= EXERCISE BRIEF =
Copy each of the entries below word for word, keeping every line unchanged and in its original order.

= DATA PROVIDED =
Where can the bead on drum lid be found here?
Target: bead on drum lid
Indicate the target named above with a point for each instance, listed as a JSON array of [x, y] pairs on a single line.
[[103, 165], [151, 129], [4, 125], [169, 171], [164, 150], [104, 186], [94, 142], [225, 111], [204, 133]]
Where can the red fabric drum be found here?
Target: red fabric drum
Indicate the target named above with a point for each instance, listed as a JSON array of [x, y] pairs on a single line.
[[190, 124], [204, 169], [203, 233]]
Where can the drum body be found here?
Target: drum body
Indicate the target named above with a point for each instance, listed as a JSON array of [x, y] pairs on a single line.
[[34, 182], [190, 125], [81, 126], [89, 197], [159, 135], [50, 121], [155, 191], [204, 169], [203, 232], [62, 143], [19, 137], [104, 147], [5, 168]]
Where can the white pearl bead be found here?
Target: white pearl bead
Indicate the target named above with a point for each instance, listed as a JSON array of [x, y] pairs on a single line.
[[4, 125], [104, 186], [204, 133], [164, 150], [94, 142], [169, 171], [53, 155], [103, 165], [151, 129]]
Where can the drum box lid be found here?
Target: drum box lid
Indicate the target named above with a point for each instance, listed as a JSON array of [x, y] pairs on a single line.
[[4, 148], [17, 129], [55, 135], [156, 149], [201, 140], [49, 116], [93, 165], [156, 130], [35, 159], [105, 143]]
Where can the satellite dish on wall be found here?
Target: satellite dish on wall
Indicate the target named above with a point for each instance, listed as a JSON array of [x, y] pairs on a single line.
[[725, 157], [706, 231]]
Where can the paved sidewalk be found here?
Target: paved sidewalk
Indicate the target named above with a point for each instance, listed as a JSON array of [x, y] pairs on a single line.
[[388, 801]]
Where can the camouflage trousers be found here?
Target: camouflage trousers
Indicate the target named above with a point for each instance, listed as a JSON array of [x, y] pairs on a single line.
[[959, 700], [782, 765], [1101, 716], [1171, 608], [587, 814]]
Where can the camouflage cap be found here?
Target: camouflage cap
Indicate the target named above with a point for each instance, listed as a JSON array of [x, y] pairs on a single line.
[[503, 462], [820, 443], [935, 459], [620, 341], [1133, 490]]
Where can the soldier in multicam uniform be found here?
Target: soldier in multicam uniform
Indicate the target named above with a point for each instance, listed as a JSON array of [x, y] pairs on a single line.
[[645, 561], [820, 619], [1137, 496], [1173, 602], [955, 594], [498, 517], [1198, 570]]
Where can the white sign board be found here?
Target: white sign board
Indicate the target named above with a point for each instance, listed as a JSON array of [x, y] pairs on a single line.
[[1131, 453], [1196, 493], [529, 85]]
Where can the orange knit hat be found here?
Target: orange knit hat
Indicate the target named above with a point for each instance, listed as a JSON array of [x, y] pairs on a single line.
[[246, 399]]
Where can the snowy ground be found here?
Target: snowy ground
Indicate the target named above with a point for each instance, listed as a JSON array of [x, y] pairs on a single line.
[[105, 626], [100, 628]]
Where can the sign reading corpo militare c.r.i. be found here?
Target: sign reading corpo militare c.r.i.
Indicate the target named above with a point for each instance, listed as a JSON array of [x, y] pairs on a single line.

= EXERCISE OUTPUT =
Where can the bead on drum lid be found here?
Target: bead on drum lid
Indicate the target named above with a point for each instance, listed as a JSON array of [x, y] pairs on a single line.
[[103, 165], [151, 129], [4, 125], [169, 171], [164, 150], [104, 186], [94, 142], [225, 111], [204, 133]]
Where can the red fabric drum be found here?
Target: red fabric drum
Indicate the target named above with a point for each instance, listed as a JSON array of [x, y] pairs on a single line.
[[190, 124], [204, 169], [203, 233]]
Where can the drum body be found here?
Target: drum body
Indicate the target named above with a point for each instance, listed as a JSON array of [x, y] pairs on a single line.
[[34, 182], [190, 125], [81, 126], [89, 197], [159, 135], [50, 121], [155, 191], [204, 169], [203, 232], [62, 143], [19, 137], [104, 147], [5, 168]]
Where can the white pearl bead be found here?
Target: white pearl bead
Indicate the target named above with a point for each instance, listed as a JSON array of [x, y] pairs on a single line.
[[4, 125], [104, 186], [204, 133], [164, 150], [94, 142], [169, 171], [53, 155], [103, 165], [151, 129]]
Where can the drum box lid be found here?
Target: drum box lid
Indicate the target named above with a point for each instance, listed as a JSON array of [x, y] pairs on a single line.
[[4, 148], [17, 129], [55, 135], [156, 149], [201, 140], [49, 116], [93, 165], [156, 130], [35, 159], [105, 143]]
Where can the satellite dish on wall be found here?
Target: satellite dish on wall
Indicate the target named above with a point for each instance, listed as a JSON array of [x, y] pairs on a single line.
[[725, 157], [706, 231]]
Where can the paved sidewalk be found here?
Target: paved sidewalk
Indicate the target named above with a point for each instance, listed as a JSON array of [x, y] pairs on a single line.
[[388, 801]]
Where can the camouflage trousers be found here?
Target: camouflage trousers
Indicate the target named above with a point for each instance, listed as a JSON array of [x, y] pairs on a single line.
[[959, 700], [782, 765], [1101, 716], [1171, 608], [587, 814]]
Where can the camouflage cap be found here?
Target: camouflage cap
Indicate the target named above with a point for each instance, listed as a JSON array of [x, y] pairs on a single line.
[[503, 462], [820, 443], [935, 459], [620, 341], [1133, 490]]
Where can the soldier in multicam uniform be found here?
Target: soldier in multicam uniform
Indicate the target named above with a point for each instance, listed as a JSON array of [x, y] pairs on a single line.
[[645, 561], [820, 619], [1137, 496], [1173, 602], [955, 594], [498, 517], [1198, 570]]
Where can the white sign board be found here?
Target: white sign board
Indicate the target named above with a point for each instance, listed as a JSON array of [x, y] pairs on a single line.
[[1131, 453], [1196, 493], [529, 85]]
Where can the orange knit hat be found here?
Target: orange knit hat
Indicate the target named above with a point for each instance, listed as a JSON array of [x, y] pairs on a single line.
[[246, 399]]
Where can the snowy ground be found here?
Target: snowy ground
Indicate the target named above with a point for each instance, listed as a JSON array of [x, y] pairs on a single line.
[[105, 626], [100, 628]]
Where can the sign reading corpo militare c.r.i. be found here?
Target: sign reading corpo militare c.r.i.
Indicate the target named above with a point for each instance, listed as a JSON array of [x, y] pairs on a single line.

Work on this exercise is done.